→ Task prompt:
Give an exact copy of the line that has "Every horse leg" and of every line below it, through the last, with nothing else.

══ Provided information

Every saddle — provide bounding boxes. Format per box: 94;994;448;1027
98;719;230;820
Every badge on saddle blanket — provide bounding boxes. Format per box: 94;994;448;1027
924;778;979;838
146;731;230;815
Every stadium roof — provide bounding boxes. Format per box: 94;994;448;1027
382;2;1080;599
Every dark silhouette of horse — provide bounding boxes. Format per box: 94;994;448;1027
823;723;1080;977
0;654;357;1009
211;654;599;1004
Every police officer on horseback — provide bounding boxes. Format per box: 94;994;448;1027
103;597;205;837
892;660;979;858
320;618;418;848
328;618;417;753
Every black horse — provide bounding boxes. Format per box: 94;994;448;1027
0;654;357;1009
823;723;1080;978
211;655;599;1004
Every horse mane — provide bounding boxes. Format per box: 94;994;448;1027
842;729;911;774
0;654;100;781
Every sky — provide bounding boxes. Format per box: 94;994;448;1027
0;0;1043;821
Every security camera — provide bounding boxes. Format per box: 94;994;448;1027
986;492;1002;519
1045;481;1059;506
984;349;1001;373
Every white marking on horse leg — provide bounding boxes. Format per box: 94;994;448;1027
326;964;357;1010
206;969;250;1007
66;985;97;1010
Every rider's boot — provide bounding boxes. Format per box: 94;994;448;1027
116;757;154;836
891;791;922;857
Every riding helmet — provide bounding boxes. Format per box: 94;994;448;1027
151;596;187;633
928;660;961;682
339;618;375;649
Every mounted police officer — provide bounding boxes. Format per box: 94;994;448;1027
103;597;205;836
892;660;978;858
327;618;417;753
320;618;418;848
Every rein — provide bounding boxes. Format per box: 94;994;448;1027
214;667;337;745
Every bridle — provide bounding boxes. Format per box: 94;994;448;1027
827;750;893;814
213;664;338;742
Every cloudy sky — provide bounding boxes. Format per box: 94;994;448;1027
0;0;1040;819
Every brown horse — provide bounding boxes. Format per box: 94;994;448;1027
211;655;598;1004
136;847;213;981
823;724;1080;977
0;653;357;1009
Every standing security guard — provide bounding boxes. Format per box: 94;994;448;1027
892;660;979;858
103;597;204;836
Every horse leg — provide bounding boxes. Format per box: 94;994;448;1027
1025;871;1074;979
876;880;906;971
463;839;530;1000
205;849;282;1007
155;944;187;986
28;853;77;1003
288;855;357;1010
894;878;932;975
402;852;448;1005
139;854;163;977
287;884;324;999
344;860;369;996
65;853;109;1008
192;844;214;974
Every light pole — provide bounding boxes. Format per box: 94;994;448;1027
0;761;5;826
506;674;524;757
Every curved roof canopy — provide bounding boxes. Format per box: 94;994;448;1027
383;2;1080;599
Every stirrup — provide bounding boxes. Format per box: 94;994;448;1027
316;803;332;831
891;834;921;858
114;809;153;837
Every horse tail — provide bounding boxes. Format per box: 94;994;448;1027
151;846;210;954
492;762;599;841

════

→ Exercise response:
Every horse leg — provide bounding boxes. Format per box: 94;994;448;1027
1025;871;1074;979
876;880;906;971
463;839;530;1000
205;849;282;1007
155;944;187;986
28;853;77;1003
288;855;357;1010
894;878;932;975
402;852;448;1005
139;854;163;977
287;884;324;999
344;860;369;996
65;853;109;1008
192;844;214;974
Every light pole — provide bounding boxes. Format per box: 94;994;448;1027
0;761;5;826
506;674;524;757
Every curved roof canopy — provide bounding boxes. Format per box: 94;994;448;1027
383;2;1080;599
Every stirrup — provide bounding boxes. Format per box: 94;994;448;1027
316;803;332;831
891;834;921;858
114;809;153;837
Every horse tail — provide bounding boxes. Format per box: 94;994;448;1027
151;846;210;954
492;762;599;841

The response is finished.